→ GIVEN TASK 1
In the forum thread about the Dyson stick, how long has WheatenLover owned a Dyson Animal upright vacuum cleaner?

→ EXTRACT TO READ
# Dyson stick



## Wilberforce (Jan 16, 2017)

Does anyone have one of these. My daughter has a V6 one but apparently there is a newer one a V8, comes in two types , animal and another which just has an extra brush. I am considering buying one but have never been a lover of Dysons so am right on the fence. My daughter sings it's praises but she is fit and strong and the weight is not a problem. I think the newer one is a different weight.


----------



## debbie in seattle (Jan 16, 2017)

Yea, and fantastic.     $$$$$$$$$$$$$$$$$$$ though.


----------



## Wilberforce (Jan 16, 2017)

Can you tell me which model you have please.thank you


----------



## Butterfly (Jan 17, 2017)

I had a Dyson a couple years ago -- not the stick, but the "lightweight" model with the small canister.  It was much touted as a wonderful and marvelous thing.  It was actually a very expensive piece of junk.  I wouldn't recommend a Dyson anything; if you want to waste your money, just throw it in the landfill and save a step.


----------



## WheatenLover (Jan 17, 2017)

I've had a Dyson Animal upright vacuum cleaner for over a decade. It works great and I can maintain and repair it myself. Previously, we had Kenmore cannister vacs for years -- they lasted about 2 years each, so I decided to spring for a Dyson. I'm glad I did. I am thinking about having it bronzed when it finally dies.


----------



## Carla (Jan 17, 2017)

Jeannine, I don't know if you go on Pinterest but they had an article on light weight vacuums especially meant for removing pet hair. I guess preference on these things can really vary. I think I mentioned on this site that I liked Shark. Shark is less expensive, does an excellent job IMO and it is half the price of Dyson and some of the others. I have had mine several years now and am quite happy with it. They incidentally have a lightweight one for pet hair. Next time you 're out and about, maybe you can see if it's something that you would be happy with.


----------



## Wilberforce (Jan 17, 2017)

Hi and thank you all for your help.

At this point I am just interested in the Dyson stick. I may well investigate the others later. 

The reason is. I have great difficulty pulling out a cleaner, bending to plug it in and dragging the hose etc. or pushing a heavy upright.  In the main house I had a very good built in  which was  a pain to set up but not heavy.The stick has no cords or hoses as it is a  rechargeable battery one. I am not convinced it is a good buy but my daughter thinks hers is wonderful. I have borrowed hers and my feeling is uncertain. I think as a quick run a round cleaner is has potential but not to replace a normal vacuum cleaner. I found it heavy to hold in my right hand and was painful  , but.. it was on the whole maybe easier than pulling out the big one I have.  The newer one is supposed to last longer on a charge and is also supposed to be lighter, hence my questions to all of you. I shouldn't be vacuuming at all but I am so ruddy independent I am not ready to give that up just yet.

 I my well compare other rechargeable ones but at the moment I need to get info on the stick. It is expensive but I know that means little when it comes to vacuum cleaners.

I did have a full sized Dyson some years ago and I hated it.


----------



## WheatenLover (Jan 17, 2017)

What about a robotic vacuum cleaner? http://www.consumerreports.org/robotic-vacuums/best-robotic-vacuums-for-holidays-/


----------



## Don M. (Jan 17, 2017)

→ LISTING
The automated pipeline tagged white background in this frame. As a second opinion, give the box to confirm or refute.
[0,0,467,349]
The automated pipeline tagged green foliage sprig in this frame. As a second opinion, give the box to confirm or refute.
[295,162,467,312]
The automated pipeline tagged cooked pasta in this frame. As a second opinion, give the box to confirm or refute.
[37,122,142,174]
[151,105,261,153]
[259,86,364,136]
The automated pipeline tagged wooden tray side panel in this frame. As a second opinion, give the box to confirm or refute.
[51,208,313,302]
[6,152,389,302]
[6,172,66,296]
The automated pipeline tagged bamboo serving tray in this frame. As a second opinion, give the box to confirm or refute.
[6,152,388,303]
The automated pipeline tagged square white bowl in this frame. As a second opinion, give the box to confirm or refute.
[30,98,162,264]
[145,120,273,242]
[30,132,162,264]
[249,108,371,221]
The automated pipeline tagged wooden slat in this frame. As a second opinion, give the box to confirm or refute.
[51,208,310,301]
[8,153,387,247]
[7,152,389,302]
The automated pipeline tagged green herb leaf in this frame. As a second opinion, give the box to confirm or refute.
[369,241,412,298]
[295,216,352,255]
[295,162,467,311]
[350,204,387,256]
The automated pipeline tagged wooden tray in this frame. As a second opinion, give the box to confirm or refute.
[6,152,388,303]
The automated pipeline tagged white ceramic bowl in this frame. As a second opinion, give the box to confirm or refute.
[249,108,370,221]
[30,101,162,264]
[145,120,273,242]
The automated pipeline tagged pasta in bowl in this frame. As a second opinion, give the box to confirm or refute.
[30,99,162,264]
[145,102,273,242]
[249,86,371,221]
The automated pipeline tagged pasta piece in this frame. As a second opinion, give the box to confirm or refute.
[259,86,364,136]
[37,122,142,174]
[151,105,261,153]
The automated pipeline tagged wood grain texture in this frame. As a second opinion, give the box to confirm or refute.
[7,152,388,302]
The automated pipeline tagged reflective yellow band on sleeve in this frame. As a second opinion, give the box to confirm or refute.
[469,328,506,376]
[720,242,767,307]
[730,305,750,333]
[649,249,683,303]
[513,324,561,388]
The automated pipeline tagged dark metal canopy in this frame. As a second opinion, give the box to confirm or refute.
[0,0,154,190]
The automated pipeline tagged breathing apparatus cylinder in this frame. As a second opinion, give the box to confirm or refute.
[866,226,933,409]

→ GIVEN TASK 2
Retype the entries from the line containing "The automated pipeline tagged dark" through the last line of the entries, keeping both ends.

→ EXERCISE RESULT 1
Over a decade.

→ EXERCISE RESULT 2
The automated pipeline tagged dark metal canopy in this frame. As a second opinion, give the box to confirm or refute.
[0,0,154,190]
The automated pipeline tagged breathing apparatus cylinder in this frame. As a second opinion, give the box to confirm or refute.
[866,226,933,409]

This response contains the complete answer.